### Document passage ###

Saturday, April 5, 2014

ASPCA assists in dog fighting bust in Milwaukee, 23 dogs seized

This week, the ASPCA assisted the Milwaukee Police Department and the District Attorney of Milwaukee County with a multi-site dog fighting raid. Law enforcement authorities broke up the dogfighting ring that involved at least 23 dogs and arrested 13 people Thursday in pre-dawn raids across the city.

Eight search warrants were executed at eight crime scenes, where 23 suspected fighting dogs were seized. Investigators also discovered blood on basement walls as well as other evidence of dog fighting, including treadmills, wound treatment supplies and muscle building supplements.

The defendants are accused of breeding and training pit bulls for fighting, or accused of arranging the matches. One suspect hosted competitions in a basement splattered with dog blood and the fresh corpse of a bloody dog was found buried in his backyard, prosecutors said.

The arrests wrapped up a year-long investigation by prosecutors, police and an animal welfare group. Kent Lovern, a Milwaukee County prosecutor, said the investigation began in 2011 after authorities recovered more than a dozen dogs from a suspected dogfighting operation.

"That started an investigation into some individuals that has expanded to include other individuals," including some arrested today, he told the Associated Press. Their arrests might yield even more leads, he added.

### Given data ###

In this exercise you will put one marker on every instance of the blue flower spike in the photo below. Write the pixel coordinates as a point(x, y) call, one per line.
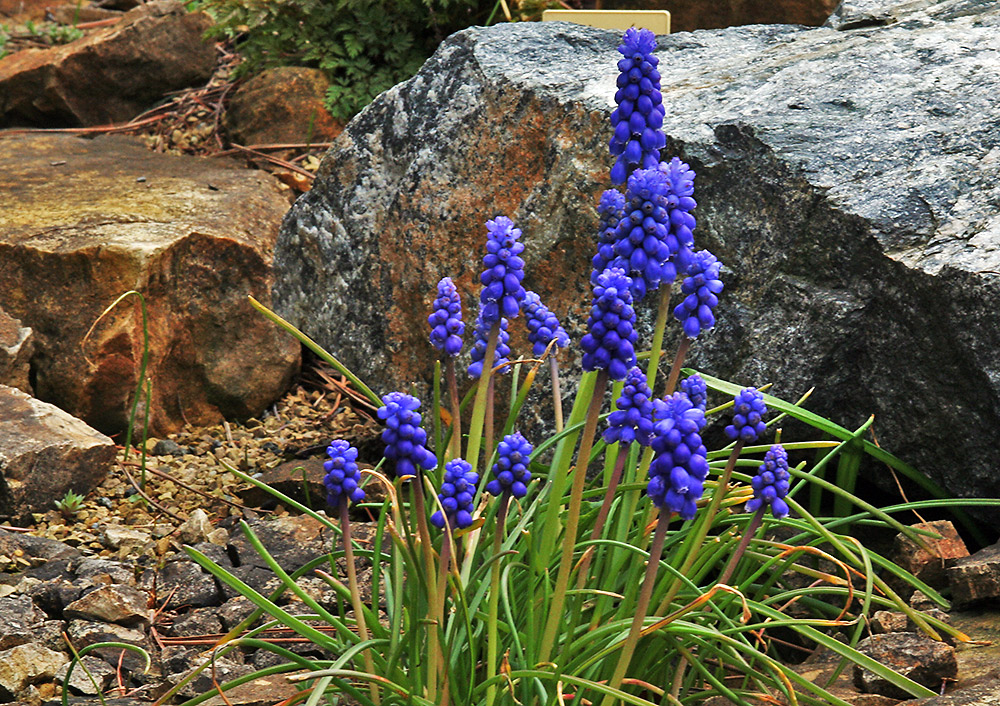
point(637, 122)
point(342, 479)
point(696, 390)
point(405, 440)
point(700, 289)
point(633, 420)
point(480, 335)
point(609, 212)
point(502, 291)
point(510, 472)
point(610, 341)
point(679, 467)
point(457, 492)
point(645, 247)
point(748, 416)
point(770, 485)
point(446, 324)
point(543, 326)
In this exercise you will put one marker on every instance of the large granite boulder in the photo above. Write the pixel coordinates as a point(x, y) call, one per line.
point(110, 75)
point(847, 179)
point(85, 221)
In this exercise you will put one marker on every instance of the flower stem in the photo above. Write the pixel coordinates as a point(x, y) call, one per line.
point(494, 605)
point(698, 538)
point(645, 594)
point(479, 409)
point(675, 369)
point(556, 394)
point(602, 515)
point(656, 345)
point(741, 548)
point(352, 584)
point(456, 408)
point(555, 617)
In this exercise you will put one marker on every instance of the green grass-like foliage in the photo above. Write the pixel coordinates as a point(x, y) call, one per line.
point(482, 635)
point(363, 46)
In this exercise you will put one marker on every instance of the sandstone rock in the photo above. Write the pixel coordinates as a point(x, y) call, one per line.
point(45, 452)
point(17, 343)
point(281, 106)
point(116, 603)
point(195, 236)
point(27, 664)
point(915, 656)
point(976, 578)
point(110, 75)
point(928, 562)
point(847, 180)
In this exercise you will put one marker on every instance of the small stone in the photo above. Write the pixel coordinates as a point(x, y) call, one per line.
point(928, 562)
point(116, 603)
point(976, 578)
point(918, 657)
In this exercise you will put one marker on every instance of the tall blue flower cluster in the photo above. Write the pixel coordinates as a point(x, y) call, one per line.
point(748, 415)
point(610, 341)
point(770, 485)
point(543, 326)
point(457, 492)
point(510, 472)
point(645, 247)
point(679, 467)
point(342, 479)
point(633, 420)
point(680, 203)
point(696, 390)
point(700, 289)
point(502, 291)
point(609, 212)
point(446, 319)
point(638, 119)
point(480, 335)
point(403, 436)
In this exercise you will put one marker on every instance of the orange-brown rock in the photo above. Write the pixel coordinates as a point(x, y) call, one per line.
point(45, 452)
point(110, 75)
point(689, 15)
point(84, 221)
point(281, 106)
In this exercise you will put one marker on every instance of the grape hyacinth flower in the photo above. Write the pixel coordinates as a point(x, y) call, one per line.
point(638, 120)
point(502, 291)
point(610, 341)
point(749, 410)
point(457, 492)
point(701, 288)
point(610, 212)
point(480, 335)
point(342, 479)
point(447, 328)
point(543, 326)
point(645, 247)
point(696, 390)
point(770, 485)
point(680, 203)
point(633, 420)
point(404, 438)
point(679, 468)
point(511, 469)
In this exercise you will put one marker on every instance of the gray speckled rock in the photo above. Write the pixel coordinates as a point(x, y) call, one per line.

###

Required tasks
- 1) In the dog fighting article, how many search warrants were executed?
- 2) Rewrite as a short bulleted list the paragraph of the dog fighting article that begins "Eight search warrants were executed," keeping its main facts.
- 3) Continue the article about the Milwaukee dog fighting raid from its final sentence.

Responses for each task
- 1) Eight.

- 2)
- Eight search warrants were executed at eight crime scenes.
- 23 suspected fighting dogs were seized.
- Investigators found blood on basement walls.
- Other evidence included treadmills, wound treatment supplies and muscle building supplements.

- 3)
Experts from the ASPCA Field Investigations & Response (FIR) team were on hand to assist with evidence collection and documentation. The ASPCA has been assisting local authorities with this dog fighting investigation for nearly a year.

The 22 living dogs that were recovered are being evaluated and given medical treatment. Milwaukee Area Domestic Animal Control Commission is sheltering and caring for the dogs.

Tim Rickey, a spokesman for the ASPCA, said each dog would be evaluated on an individual basis. He said in his experience, some fighting dogs can be placed with very little concern, while others require much more intensive rehabilitation. Some can never be adopted.

Even if the dogs can be rehabilitated, Wisconsin law prevents the placing of fighting dogs while the investigations are pending because the animals are considered evidence.